Records shown section start

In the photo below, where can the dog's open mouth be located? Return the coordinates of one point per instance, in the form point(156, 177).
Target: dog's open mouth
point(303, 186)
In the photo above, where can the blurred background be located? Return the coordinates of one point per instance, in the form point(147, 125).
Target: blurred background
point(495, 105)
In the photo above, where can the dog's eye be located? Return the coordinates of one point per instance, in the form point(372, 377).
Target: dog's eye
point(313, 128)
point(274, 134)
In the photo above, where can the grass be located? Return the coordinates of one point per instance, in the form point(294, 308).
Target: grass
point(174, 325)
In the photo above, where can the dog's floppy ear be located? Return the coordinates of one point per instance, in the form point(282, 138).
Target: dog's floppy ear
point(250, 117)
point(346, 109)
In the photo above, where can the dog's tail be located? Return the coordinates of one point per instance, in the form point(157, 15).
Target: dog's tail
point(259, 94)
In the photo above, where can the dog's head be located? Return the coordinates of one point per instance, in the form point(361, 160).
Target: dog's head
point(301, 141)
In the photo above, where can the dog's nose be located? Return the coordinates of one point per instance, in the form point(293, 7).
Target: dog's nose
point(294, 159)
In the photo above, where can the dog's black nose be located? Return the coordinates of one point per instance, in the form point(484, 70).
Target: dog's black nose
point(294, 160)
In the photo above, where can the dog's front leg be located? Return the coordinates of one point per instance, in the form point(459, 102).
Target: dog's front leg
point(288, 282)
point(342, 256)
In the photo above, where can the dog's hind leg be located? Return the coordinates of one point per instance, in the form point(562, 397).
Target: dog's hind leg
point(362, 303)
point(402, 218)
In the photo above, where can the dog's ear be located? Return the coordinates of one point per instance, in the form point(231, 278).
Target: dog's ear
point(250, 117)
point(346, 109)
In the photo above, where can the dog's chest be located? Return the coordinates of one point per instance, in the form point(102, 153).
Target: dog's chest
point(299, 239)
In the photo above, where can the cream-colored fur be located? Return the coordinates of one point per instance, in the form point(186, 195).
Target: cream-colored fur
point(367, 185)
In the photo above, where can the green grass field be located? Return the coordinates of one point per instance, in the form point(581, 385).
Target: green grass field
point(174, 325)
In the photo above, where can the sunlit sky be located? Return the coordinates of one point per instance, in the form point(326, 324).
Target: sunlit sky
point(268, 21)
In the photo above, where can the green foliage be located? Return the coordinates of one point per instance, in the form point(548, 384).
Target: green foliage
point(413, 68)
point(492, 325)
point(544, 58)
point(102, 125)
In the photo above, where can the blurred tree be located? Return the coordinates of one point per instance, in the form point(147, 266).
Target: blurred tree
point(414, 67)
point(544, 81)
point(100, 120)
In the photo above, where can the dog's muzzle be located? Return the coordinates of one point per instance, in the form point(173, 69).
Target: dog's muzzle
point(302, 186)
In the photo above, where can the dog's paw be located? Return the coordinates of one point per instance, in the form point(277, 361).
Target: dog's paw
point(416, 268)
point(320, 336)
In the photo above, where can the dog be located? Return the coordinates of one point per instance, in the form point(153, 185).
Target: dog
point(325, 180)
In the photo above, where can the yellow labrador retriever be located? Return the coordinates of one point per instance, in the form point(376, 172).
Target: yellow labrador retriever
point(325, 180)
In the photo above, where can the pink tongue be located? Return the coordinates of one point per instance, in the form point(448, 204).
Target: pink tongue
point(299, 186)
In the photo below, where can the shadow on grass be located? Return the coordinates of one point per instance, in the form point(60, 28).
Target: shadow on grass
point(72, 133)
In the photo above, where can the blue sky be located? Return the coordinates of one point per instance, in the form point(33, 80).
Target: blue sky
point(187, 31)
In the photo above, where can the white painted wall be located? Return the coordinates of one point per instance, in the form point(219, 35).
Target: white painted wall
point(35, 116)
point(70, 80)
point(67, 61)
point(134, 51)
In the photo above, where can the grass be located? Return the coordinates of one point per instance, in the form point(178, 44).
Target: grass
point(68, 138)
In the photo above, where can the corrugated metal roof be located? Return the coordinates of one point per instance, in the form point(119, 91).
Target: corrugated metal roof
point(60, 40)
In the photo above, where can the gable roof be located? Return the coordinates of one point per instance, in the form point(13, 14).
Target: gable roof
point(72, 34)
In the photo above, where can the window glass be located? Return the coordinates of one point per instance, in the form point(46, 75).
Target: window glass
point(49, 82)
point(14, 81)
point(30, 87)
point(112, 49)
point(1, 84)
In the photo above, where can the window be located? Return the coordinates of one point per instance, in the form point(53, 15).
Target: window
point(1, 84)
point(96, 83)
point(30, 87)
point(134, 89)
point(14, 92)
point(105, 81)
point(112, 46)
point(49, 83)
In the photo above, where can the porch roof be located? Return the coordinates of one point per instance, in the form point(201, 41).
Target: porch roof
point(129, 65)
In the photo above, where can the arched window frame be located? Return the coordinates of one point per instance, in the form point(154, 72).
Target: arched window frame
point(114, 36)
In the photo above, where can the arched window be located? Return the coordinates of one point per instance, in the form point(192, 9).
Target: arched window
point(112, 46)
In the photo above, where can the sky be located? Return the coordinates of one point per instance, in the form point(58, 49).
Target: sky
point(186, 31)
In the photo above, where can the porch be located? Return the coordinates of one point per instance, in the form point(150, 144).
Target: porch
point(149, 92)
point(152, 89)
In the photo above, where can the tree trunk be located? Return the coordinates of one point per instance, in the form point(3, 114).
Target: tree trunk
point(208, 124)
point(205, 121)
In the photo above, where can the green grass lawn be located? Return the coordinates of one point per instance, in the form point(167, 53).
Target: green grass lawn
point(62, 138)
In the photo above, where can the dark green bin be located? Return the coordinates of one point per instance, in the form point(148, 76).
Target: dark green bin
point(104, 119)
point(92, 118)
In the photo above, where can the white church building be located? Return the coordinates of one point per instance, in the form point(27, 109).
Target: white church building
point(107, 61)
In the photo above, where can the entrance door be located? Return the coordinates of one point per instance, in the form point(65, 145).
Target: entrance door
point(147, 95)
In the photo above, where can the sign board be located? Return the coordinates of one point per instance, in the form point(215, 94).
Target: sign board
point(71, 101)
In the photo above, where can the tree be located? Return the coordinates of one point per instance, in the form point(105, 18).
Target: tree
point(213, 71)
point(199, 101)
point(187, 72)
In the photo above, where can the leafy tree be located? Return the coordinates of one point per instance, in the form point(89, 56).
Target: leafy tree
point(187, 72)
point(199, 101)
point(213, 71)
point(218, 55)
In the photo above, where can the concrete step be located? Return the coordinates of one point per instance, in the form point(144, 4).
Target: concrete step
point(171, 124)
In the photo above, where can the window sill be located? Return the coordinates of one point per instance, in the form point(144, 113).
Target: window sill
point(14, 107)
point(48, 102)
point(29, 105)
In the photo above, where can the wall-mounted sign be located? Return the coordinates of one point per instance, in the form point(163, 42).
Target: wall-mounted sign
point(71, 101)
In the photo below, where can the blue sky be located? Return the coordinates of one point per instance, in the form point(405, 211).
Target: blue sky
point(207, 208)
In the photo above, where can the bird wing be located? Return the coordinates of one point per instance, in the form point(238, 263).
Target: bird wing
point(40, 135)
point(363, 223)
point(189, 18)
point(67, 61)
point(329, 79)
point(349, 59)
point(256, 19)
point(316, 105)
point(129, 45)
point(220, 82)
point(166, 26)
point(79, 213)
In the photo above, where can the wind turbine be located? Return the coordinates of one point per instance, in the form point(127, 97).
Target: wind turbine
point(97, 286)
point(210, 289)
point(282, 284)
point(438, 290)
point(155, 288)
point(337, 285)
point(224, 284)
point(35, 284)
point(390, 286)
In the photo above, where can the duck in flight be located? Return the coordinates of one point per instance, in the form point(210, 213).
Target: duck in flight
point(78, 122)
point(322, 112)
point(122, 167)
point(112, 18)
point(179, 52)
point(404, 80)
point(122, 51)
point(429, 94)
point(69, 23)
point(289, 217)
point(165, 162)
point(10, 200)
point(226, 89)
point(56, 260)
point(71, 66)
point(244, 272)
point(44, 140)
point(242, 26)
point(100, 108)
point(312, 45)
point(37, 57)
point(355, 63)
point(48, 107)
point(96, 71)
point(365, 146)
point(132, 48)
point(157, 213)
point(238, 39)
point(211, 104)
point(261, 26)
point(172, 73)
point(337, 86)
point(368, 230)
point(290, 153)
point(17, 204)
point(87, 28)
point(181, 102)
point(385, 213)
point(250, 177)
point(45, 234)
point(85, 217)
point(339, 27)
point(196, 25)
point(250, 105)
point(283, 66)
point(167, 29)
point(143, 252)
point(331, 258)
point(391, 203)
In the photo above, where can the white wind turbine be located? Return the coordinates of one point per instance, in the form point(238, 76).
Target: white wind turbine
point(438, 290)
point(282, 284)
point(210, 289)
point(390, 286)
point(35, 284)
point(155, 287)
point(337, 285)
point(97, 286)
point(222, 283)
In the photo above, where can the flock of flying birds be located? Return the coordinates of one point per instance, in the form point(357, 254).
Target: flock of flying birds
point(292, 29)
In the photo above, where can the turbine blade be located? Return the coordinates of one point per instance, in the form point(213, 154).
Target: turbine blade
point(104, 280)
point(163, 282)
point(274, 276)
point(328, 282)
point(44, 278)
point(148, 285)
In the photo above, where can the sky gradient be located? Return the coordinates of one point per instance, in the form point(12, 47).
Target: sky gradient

Records shown section end

## [Problem description]
Within the data above, the span starting at the line containing "Target: window glass" and ending at the line containing "In the photo above, where can the window be" is to be retyped exactly, with no other lines.

## [Reply to the exercise]
Target: window glass
point(49, 82)
point(14, 81)
point(30, 87)
point(112, 49)
point(1, 84)
In the photo above, where can the window be located? Return the coordinates of one point per instance, in the form point(53, 15).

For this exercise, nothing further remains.